** begin Extract **

His name is Anodos, which, as is only fitting, a word of double meaning, or more. In Greek, this wayward word in means both “pathless” and yet it means “ascending” but it also refers to the rites of spring of long lost cults, when the sleeping flowers wake and ascend, seeking sunlight.

I fear to attempt a summary of what follows, for it would be like holding up the withered leaves of winter memory, much as the narrator himself attempts when trying to relate the tales in the elf-books he read in the enchanted library of the Fairy Queen, who is never seen. The elf-books make the reader at once the protagonist of any tale he reads, for he enters and can speak to the characters, and partake or make the events.

He does meet what Disney’s fantasia would call fairies: delicate and giddy children, no bigger than dragonflies, dwelling in flowers, playing pranks and singing sings and drawing sparks from the tail of an angry cat. Once flower-elf in malice has bitten the stem of a cowslip and killed him: this is greeted with gaiety and song, a solemn procession, and forgotten: the sprites skip lightly away, laughing.

Deeper in the wood are greater things: Within the trees, wise and old or empty and horrid, are spirit beings as well, whose black shadows can stretch a hand of horror across the moon, or whose white limbs can enfold a weary survivor like a lover’s embrace.

Men live nigh. Some see nothing of the fairy world, despite it is at hand. But old wives and young girls are open-eyed, or perhaps have the fairy blood, needed to see the unseen.

One old mother tells him that no one comes to Fairy Land but for some reason, either known to himself or to those who have charge of him. Here, Anodos knows little, but his heart, at first, is high, and he fails to heed her warning against walking beneath the moon. This is the first of many warnings he will not heed.

His name suits him. Little voices tinkle amid the grass sing out: “Look at him! Look at him! He has begun a story without a beginning, and it will never have any end. He! he! he! Look at him!”

I have heard, that, for those who enter Fairy Land, there is no way of going back. They must go on, and go through it. How, I do not in the least know.

Here also is a knight whose armor is red with rust, for he neglected his chivalry and, indeed, his morality. No mortal burnish can restore the lost luster, but only the blows of foes. He might fight until each inch of tarnish is scraped away by blade and axe of deadly combat.

** end Extract **

= Problem set =
A - Print the passage about Anodos from "His name is" to "make the events.".
B - Turn the rows, from their first line to the line with "<point>17,14</point>", into a numbered list with blank lines omitted. Leave out the pictures.
The passage about Anodos and the rows that come after it are from unrelated sources.

** begin Given information **

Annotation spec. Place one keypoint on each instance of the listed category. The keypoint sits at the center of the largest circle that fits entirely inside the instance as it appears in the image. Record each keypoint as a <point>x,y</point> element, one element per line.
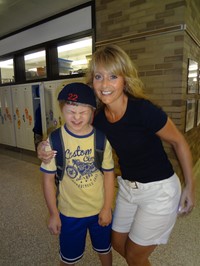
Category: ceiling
<point>17,14</point>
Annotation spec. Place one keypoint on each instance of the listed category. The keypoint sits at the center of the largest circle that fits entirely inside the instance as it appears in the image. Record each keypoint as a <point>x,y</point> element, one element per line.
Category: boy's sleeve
<point>51,166</point>
<point>108,163</point>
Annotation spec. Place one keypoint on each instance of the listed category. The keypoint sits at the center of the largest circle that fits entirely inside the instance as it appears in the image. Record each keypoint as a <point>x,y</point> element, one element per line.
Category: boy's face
<point>78,118</point>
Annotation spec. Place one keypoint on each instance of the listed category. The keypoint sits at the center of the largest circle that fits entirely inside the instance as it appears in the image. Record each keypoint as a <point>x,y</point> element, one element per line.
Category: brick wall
<point>154,34</point>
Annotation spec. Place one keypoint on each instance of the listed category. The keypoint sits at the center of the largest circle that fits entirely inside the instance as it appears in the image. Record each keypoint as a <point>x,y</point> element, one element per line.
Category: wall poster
<point>192,84</point>
<point>190,114</point>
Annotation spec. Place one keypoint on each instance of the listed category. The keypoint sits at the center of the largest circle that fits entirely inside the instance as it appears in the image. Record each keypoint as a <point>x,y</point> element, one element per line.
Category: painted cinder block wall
<point>159,36</point>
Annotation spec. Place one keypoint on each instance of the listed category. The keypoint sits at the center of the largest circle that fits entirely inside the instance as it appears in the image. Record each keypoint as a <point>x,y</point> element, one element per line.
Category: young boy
<point>85,193</point>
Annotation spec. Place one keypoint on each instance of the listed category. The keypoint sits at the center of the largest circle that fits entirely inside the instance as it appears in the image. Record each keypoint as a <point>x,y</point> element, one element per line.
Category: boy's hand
<point>54,225</point>
<point>105,217</point>
<point>43,155</point>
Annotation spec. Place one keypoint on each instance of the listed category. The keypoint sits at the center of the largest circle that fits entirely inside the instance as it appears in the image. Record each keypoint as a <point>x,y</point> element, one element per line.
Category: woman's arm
<point>105,216</point>
<point>54,224</point>
<point>172,135</point>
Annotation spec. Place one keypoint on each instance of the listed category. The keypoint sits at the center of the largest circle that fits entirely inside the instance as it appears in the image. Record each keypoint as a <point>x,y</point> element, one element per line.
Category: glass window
<point>73,57</point>
<point>7,71</point>
<point>35,65</point>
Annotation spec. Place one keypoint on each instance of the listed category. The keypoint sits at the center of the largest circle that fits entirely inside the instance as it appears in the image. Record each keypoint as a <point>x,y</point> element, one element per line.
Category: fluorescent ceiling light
<point>79,62</point>
<point>6,63</point>
<point>76,45</point>
<point>35,55</point>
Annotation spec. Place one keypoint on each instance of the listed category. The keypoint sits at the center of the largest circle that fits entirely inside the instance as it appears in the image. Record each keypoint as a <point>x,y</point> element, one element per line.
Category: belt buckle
<point>133,184</point>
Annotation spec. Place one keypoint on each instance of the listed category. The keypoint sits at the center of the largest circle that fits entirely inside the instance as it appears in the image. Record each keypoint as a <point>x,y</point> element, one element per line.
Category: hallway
<point>25,239</point>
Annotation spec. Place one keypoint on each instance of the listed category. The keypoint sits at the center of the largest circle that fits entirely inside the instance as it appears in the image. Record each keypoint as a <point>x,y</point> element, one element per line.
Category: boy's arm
<point>105,216</point>
<point>54,224</point>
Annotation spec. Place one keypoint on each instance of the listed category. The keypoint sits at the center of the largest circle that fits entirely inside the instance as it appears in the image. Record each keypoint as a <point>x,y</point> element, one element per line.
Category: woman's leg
<point>137,255</point>
<point>119,242</point>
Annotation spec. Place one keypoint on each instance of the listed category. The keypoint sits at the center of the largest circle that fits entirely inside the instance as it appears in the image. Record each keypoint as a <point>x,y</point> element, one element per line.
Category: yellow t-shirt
<point>81,192</point>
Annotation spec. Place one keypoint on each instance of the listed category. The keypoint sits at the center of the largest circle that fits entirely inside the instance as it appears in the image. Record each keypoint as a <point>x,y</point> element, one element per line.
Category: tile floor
<point>25,240</point>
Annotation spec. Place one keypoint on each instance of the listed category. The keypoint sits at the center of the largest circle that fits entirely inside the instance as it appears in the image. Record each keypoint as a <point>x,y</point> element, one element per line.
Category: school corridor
<point>25,240</point>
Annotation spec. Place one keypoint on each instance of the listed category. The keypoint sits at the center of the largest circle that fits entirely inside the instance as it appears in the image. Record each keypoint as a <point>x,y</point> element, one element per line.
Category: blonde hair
<point>116,61</point>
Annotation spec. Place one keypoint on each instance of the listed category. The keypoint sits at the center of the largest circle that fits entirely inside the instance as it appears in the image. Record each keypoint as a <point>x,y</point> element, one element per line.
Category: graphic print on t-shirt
<point>80,167</point>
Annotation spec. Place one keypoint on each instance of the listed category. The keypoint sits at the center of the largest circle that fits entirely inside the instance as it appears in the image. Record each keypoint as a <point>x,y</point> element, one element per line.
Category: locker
<point>7,128</point>
<point>24,115</point>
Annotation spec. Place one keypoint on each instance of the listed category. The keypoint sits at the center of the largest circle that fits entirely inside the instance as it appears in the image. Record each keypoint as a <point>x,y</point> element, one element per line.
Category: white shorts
<point>147,211</point>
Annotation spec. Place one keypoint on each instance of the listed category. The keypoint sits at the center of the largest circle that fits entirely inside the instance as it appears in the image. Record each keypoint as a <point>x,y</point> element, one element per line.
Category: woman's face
<point>108,86</point>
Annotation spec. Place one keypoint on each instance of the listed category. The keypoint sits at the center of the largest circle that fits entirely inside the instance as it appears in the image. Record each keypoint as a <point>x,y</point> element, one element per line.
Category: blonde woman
<point>150,195</point>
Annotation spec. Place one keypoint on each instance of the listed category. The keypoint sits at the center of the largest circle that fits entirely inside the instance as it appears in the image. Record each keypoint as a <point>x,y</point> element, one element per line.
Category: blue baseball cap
<point>78,92</point>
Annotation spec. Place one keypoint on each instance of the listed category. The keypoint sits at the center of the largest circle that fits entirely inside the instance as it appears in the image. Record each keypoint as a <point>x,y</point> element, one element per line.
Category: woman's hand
<point>43,155</point>
<point>105,217</point>
<point>187,201</point>
<point>54,225</point>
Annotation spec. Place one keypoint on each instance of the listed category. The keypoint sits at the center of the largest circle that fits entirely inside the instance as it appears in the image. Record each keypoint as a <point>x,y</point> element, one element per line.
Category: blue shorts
<point>73,237</point>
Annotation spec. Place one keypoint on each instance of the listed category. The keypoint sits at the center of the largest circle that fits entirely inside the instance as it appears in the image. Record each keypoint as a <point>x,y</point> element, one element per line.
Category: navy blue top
<point>140,151</point>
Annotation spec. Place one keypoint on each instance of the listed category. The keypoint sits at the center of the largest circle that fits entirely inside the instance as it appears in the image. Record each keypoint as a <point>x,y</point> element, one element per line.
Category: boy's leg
<point>101,240</point>
<point>72,240</point>
<point>65,264</point>
<point>106,259</point>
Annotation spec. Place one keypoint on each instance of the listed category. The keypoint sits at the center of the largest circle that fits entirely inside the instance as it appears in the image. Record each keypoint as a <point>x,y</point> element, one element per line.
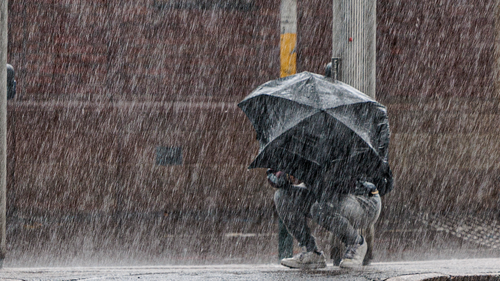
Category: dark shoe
<point>354,255</point>
<point>306,260</point>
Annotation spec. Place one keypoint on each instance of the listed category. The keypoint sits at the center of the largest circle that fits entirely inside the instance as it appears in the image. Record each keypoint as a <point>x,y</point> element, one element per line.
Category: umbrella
<point>307,124</point>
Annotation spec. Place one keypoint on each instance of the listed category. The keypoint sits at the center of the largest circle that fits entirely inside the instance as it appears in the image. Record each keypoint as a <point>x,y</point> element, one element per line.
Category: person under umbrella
<point>335,140</point>
<point>355,204</point>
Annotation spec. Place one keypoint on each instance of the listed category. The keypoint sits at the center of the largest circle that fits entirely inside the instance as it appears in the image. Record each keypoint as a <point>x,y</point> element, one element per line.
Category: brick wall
<point>435,73</point>
<point>102,84</point>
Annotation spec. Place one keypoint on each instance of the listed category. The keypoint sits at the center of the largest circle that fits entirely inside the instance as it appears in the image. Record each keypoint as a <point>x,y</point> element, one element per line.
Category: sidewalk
<point>393,271</point>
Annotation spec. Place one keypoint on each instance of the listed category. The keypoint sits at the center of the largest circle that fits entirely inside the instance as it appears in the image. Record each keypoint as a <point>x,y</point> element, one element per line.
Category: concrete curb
<point>419,277</point>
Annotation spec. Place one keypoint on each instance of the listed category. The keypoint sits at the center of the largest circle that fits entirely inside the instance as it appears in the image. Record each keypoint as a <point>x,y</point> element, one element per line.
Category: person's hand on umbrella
<point>278,179</point>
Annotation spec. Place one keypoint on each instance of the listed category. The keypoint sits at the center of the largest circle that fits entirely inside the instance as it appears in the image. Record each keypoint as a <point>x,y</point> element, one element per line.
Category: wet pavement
<point>393,271</point>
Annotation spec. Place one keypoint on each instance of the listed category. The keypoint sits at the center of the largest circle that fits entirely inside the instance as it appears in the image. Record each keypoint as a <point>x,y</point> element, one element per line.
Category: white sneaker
<point>306,260</point>
<point>354,255</point>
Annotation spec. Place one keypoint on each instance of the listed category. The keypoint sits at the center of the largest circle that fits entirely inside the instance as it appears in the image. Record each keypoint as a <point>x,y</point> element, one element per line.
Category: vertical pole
<point>354,63</point>
<point>354,42</point>
<point>3,127</point>
<point>288,64</point>
<point>496,67</point>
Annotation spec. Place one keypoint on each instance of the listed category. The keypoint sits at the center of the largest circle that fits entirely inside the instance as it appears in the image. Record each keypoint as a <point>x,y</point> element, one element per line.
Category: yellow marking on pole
<point>288,55</point>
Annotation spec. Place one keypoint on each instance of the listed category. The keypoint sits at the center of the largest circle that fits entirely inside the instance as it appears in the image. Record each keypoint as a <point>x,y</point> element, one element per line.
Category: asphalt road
<point>394,271</point>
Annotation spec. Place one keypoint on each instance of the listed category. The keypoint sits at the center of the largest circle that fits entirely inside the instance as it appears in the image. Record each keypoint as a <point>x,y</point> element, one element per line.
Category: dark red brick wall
<point>101,84</point>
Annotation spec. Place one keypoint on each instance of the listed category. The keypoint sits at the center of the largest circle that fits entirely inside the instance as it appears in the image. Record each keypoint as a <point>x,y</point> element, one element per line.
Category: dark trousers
<point>342,214</point>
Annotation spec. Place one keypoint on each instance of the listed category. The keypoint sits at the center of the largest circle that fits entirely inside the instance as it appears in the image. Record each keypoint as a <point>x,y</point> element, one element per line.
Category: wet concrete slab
<point>483,269</point>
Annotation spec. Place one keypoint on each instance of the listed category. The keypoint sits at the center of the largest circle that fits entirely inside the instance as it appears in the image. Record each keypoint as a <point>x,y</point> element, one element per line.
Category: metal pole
<point>354,43</point>
<point>288,63</point>
<point>354,63</point>
<point>288,38</point>
<point>3,127</point>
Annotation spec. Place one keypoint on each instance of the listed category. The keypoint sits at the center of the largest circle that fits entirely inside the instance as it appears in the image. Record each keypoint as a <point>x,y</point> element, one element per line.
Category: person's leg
<point>343,216</point>
<point>293,206</point>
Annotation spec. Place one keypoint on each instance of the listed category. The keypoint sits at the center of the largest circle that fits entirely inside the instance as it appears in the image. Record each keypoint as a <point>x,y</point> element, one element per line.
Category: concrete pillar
<point>3,126</point>
<point>354,62</point>
<point>354,42</point>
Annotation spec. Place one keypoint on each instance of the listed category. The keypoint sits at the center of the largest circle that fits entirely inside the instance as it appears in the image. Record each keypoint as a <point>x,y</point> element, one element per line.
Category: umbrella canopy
<point>307,124</point>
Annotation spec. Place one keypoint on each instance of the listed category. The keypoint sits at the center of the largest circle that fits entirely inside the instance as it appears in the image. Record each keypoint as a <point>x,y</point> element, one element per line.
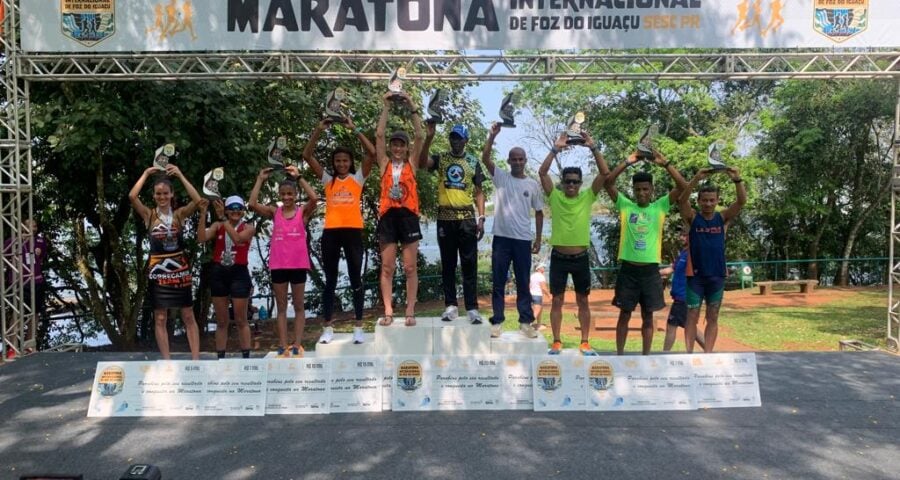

** end Given information **

= Responses to the exercise =
A -
His name is Anodos, which, as is only fitting, a word of double meaning, or more. In Greek, this wayward word in means both “pathless” and yet it means “ascending” but it also refers to the rites of spring of long lost cults, when the sleeping flowers wake and ascend, seeking sunlight.

I fear to attempt a summary of what follows, for it would be like holding up the withered leaves of winter memory, much as the narrator himself attempts when trying to relate the tales in the elf-books he read in the enchanted library of the Fairy Queen, who is never seen. The elf-books make the reader at once the protagonist of any tale he reads, for he enters and can speak to the characters, and partake or make the events.

B -
1. Annotation spec. Place one keypoint on each instance of the listed category. The keypoint sits at the center of the largest circle that fits entirely inside the instance as it appears in the image. Record each keypoint as a <point>x,y</point> element, one element per line.
2. Category: ceiling
3. <point>17,14</point>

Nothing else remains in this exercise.